> Compiti assegnati:
1. Traduca in inglese la seguente frase dell'estratto sulla brevettabilità delle invenzioni biotecnologiche: "La brevettabilità delle invenzioni biotecnologiche può, dunque, considerarsi un fatto consolidato e tuttavia il dibattito è tutt’altro che sopito."
2. Prosegua l'estratto sulla brevettabilità delle invenzioni biotecnologiche, riprendendo subito dopo la sua ultima frase.

> Estratto della fonte:
#####
Gene umano e brevetto per invenzione: un'analisi comparata
Sara Bailoni tra le vincitrici del premio di laurea promosso dal Comitato etico per la sperimentazione con l’essere umano dell’Università di Trento
Conferenza sulle questioni etiche e giuridiche del “Genome editing” con Demetrio Neri del Comitato nazionale per la bioetica. L’incontro giovedì 7 aprile alla Facoltà di Giurisprudenza in occasione del conferimento del premio per tesi di laurea, promosso annualmente dal Comitato etico per la sperimentazione con l’essere umano dell’Università di Trento. Le vincitrici del bando 2015 sono Sara Bailoni, Francesca Pavan e Alessandra Gai che si sono occupate di gene umano e brevetto, consenso informato e biobanche pediatriche.La vincitrice Sara Bailoni ci introduce al tema della sua tesi:
"La brevettabilità del vivente rappresenta una problematica che, fin dal momento in cui si è posta, ha suscitato forti reazioni ed accesi dibattiti. Da un lato essa è stata vista come la chiave di volta per promuovere la ricerca medica e l’industria biotecnologica, dall’altro sono state sollevate numerose obiezioni di carattere etico-morale, nonché dubbi sull’effettivo ruolo incentivante ricoperto dalla proprietà intellettuale nel contesto della ricerca scientifica. In gioco non vi sono soltanto i progressi che la biotecnologia si propone di raggiungere in settori ritenuti vitali per la salute umana, ma anche lo sviluppo di un settore industriale che ha una rilevanza economica fondamentale.
È stato dunque con l’obbiettivo di promuovere lo sviluppo del settore, che il brevetto biotecnologico è stato ammesso, dapprima negli Stati Uniti con la storica sentenza Diamond v. Chakrabarty, ed in seguito anche nell’Unione Europea, ove, dopo anni di incertezze, è stata emanata la Direttiva 98/44/CE sulla protezione giuridica delle invenzioni biotecnologiche.
La brevettabilità delle invenzioni biotecnologiche può, dunque, considerarsi un fatto consolidato e tuttavia il dibattito è tutt’altro che sopito. Mentre per anni si è andati verso l’estensione dell’area della brevettabilità ed il rafforzamento dei diritti di privativa, recentemente sembrano emergere i primi segnali di un cambiamento di rotta. L’esperienza pratica, infatti, ha messo in luce che una protezione brevettuale troppo forte può comportare una serie di problematiche, le quali vengono esasperate se oggetto dell’invenzione è un elemento del corpo umano.
#####
> Voci elencate:
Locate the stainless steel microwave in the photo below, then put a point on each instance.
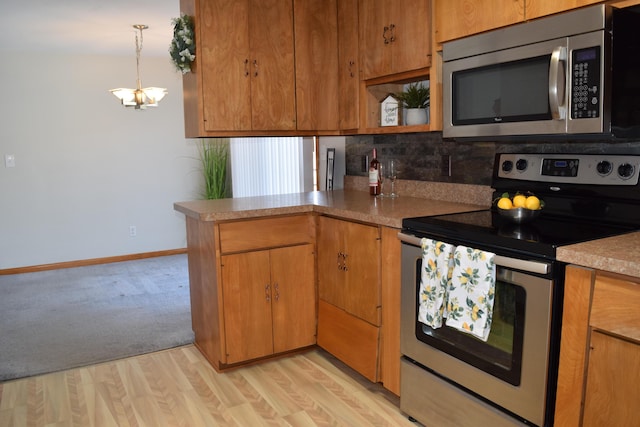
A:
(573, 74)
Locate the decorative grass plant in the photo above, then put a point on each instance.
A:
(214, 154)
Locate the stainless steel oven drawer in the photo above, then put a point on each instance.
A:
(435, 403)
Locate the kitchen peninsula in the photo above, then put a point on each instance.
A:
(264, 278)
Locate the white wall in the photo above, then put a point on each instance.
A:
(86, 167)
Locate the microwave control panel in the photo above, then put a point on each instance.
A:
(585, 83)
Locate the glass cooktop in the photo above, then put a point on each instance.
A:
(488, 229)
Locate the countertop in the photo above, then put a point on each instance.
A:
(617, 254)
(348, 204)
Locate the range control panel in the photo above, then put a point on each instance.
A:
(598, 169)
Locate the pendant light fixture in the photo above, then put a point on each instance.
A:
(139, 98)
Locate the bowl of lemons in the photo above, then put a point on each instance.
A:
(520, 208)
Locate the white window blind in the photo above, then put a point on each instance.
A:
(266, 166)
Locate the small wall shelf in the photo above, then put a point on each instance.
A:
(374, 90)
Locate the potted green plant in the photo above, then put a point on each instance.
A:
(415, 98)
(214, 155)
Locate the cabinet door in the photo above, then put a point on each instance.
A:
(362, 274)
(293, 297)
(316, 47)
(271, 66)
(412, 35)
(538, 8)
(375, 47)
(330, 243)
(348, 64)
(612, 382)
(460, 18)
(246, 299)
(394, 36)
(349, 267)
(222, 63)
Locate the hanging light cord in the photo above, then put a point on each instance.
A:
(138, 51)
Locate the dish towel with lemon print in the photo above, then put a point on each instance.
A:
(434, 281)
(471, 292)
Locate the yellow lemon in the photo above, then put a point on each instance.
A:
(519, 200)
(532, 203)
(505, 203)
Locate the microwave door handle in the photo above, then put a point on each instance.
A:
(557, 83)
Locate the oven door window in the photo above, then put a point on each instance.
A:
(501, 354)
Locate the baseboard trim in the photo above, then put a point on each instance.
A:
(93, 261)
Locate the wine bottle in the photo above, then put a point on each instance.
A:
(374, 175)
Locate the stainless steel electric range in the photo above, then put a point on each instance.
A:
(452, 378)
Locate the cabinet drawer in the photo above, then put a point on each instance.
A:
(239, 236)
(615, 306)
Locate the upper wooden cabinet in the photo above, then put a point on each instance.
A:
(461, 18)
(244, 76)
(348, 64)
(538, 8)
(395, 36)
(316, 60)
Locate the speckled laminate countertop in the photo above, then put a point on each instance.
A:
(347, 204)
(617, 254)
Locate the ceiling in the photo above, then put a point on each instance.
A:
(92, 27)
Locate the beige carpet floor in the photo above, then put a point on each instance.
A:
(60, 319)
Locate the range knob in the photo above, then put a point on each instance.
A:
(507, 166)
(626, 170)
(604, 167)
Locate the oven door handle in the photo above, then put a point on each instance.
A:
(501, 261)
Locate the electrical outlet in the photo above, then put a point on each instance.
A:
(445, 165)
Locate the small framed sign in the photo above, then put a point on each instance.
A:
(390, 111)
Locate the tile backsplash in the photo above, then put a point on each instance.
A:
(421, 155)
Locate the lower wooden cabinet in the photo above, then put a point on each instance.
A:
(613, 376)
(253, 287)
(268, 302)
(349, 290)
(599, 372)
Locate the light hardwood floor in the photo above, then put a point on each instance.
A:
(178, 387)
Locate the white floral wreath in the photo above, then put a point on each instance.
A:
(183, 47)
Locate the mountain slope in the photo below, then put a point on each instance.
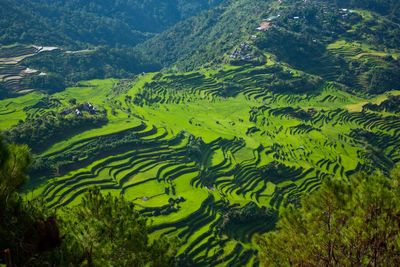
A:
(80, 23)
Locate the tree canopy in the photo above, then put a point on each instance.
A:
(344, 223)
#####
> Risultati attesi:
1. The patentability of biotechnological inventions can, therefore, be considered an established fact, and yet the debate is far from settled.

2.
Al fine di inquadrare al meglio la questione sono stati quindi analizzati, in chiave comparata, il sistema brevettuale europeo e quello statunitense, soffermandosi sulle problematiche che ruotano attorno al brevetto biotecnologico e alla questione della brevettabilità del gene umano. In particolare si è analizzato il caso Myriad Genetics, sul quale si è pronunciata di recente la Corte Suprema degli Stati Uniti accogliendo le istanza di coloro che si opponevano alla privatizzazione degli elementi del vivente. Detta sentenza lascia peraltro margini tali da prestarsi ad interpretazioni elastiche, che probabilmente potranno in futuro essere adattate alle esigenze concrete e agli sviluppi del settore.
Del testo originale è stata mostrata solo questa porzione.